Reproduce verbatim the lines of the records below, from the line containing "Instruction for annotators: the class to label is red headband." through the line containing "[[313, 353, 420, 492]]", with both of those lines included.

┄┄┄┄┄┄

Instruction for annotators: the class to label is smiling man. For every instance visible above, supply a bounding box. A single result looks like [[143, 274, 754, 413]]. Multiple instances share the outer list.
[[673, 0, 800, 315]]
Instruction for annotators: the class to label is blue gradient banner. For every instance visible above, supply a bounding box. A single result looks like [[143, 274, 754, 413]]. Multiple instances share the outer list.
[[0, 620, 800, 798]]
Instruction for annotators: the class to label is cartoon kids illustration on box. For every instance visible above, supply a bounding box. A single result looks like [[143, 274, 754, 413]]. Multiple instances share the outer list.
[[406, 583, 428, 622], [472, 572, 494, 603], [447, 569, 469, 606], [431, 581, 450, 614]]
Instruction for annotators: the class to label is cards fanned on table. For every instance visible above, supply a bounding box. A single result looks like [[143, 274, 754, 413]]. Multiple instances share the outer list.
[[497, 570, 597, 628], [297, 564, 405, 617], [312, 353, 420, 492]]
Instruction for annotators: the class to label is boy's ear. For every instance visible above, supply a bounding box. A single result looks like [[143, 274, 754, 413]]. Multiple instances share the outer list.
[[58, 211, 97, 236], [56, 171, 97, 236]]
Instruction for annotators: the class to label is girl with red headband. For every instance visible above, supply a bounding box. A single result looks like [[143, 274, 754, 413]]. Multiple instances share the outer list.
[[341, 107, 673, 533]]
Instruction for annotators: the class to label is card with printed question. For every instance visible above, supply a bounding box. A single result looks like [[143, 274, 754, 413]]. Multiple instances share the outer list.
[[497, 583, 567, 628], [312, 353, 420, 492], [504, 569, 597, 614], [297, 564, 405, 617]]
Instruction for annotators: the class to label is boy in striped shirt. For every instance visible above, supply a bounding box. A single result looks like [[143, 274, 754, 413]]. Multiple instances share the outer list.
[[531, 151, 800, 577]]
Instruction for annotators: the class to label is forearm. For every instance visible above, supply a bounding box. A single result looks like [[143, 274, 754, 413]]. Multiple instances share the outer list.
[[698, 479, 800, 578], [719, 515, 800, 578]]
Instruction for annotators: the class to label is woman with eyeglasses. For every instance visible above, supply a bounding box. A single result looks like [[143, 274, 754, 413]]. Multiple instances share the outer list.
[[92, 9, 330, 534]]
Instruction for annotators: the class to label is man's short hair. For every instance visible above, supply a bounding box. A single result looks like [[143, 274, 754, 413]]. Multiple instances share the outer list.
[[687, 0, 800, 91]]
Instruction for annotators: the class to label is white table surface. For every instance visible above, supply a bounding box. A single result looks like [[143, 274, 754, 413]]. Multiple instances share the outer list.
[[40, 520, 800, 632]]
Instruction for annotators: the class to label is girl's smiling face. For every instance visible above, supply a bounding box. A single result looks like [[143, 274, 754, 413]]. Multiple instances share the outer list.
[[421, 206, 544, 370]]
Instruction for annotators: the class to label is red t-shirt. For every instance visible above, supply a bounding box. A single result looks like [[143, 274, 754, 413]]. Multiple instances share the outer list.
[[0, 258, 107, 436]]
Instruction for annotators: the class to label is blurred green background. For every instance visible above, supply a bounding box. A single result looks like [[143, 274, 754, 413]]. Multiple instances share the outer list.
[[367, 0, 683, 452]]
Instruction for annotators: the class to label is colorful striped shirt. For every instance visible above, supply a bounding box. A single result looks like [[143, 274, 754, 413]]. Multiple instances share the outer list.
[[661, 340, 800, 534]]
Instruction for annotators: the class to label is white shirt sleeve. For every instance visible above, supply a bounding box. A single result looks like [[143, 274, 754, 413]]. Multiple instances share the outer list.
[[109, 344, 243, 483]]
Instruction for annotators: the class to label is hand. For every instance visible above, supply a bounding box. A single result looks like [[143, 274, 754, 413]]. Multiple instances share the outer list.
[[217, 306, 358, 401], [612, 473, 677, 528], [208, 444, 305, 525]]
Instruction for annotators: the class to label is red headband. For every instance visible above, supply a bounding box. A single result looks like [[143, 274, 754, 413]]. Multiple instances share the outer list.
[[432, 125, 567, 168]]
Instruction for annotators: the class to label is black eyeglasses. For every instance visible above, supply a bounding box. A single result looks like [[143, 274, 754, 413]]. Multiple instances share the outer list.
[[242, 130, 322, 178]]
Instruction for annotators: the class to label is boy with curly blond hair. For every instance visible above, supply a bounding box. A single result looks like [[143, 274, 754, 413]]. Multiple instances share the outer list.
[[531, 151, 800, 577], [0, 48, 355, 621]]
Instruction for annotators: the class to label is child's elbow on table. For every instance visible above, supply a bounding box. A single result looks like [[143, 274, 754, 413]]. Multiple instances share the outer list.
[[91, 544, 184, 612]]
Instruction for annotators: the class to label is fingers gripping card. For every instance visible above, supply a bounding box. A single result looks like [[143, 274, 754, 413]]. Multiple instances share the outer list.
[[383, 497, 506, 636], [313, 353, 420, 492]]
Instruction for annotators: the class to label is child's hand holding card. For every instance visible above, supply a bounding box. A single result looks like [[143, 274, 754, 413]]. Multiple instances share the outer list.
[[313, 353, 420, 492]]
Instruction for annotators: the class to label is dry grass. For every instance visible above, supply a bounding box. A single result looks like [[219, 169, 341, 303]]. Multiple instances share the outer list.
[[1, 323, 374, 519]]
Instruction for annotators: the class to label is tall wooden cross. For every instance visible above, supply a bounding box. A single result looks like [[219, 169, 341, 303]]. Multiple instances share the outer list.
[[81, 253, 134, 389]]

┄┄┄┄┄┄

[Solution for this problem]:
Instruction for annotators: the class to label is red headband. For every instance visible above, supply a bounding box. A single result looks like [[143, 274, 754, 413]]. Multiple instances share the outer list.
[[432, 125, 567, 168]]
Instruction for annotators: the class to label is black eyeglasses. For every instance visible above, supply a bounding box. A single result looks like [[143, 274, 754, 413]]. Multiple instances share the outer list.
[[242, 130, 322, 178]]
Instruction for annotators: the class to label is boy with curly blond hair. For every instance visible above, supply a bounding box. A single result looks like [[143, 274, 754, 413]]. Multiple instances share the outer list.
[[531, 151, 800, 577], [0, 48, 355, 621]]
Instruction for annotators: the class to label is child's elbow on table. For every instance visible above, supply a bounding box. A single result looks like [[143, 274, 754, 413]]. Multiple instances share the outer list.
[[91, 544, 184, 612]]
Instruction for annotators: the class to label is fingers gripping card. For every instance visible above, supply a bounding box. A single result looks like [[143, 274, 754, 413]]. Multiple instances share the outer list.
[[383, 497, 506, 636], [313, 353, 420, 492]]
Instruction for annotators: the class to label is child's hand holding card. For every instance visible above, supply a bounding box. A single result looks like [[143, 274, 754, 413]]. Multiple instances share the outer list.
[[313, 353, 420, 492]]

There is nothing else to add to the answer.